## The task:
Give the number of lines in the data below containing the word "life", with no other text.

## Given records:
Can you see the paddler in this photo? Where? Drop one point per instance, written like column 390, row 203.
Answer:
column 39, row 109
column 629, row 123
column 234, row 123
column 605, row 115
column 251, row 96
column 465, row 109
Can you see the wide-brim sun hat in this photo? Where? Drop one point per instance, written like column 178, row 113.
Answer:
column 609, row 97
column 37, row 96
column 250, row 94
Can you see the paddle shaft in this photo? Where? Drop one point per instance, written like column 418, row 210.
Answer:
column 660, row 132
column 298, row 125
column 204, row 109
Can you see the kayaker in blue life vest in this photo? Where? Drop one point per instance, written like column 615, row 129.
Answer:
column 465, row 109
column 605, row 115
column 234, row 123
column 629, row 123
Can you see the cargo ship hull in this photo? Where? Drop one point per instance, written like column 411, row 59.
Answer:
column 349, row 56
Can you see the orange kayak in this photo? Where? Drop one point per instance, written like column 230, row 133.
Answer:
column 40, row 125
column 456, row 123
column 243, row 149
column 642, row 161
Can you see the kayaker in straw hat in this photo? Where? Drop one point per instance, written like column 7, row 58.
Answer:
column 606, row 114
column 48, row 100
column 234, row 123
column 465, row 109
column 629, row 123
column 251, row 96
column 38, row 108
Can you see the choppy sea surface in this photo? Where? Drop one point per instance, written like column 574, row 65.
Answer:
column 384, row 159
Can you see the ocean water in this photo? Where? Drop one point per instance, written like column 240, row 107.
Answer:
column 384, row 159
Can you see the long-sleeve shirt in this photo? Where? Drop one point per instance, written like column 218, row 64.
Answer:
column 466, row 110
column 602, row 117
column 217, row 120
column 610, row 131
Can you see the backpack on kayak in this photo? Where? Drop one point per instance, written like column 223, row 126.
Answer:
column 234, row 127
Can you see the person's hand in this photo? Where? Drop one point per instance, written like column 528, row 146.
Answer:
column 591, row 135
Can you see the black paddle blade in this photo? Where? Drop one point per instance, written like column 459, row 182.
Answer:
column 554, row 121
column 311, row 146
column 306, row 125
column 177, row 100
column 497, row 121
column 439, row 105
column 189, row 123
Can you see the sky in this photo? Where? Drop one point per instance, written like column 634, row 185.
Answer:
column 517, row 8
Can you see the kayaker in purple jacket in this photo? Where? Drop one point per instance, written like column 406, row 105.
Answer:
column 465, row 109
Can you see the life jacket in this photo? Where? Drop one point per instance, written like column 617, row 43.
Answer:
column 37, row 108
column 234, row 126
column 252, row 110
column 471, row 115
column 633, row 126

## Task result:
2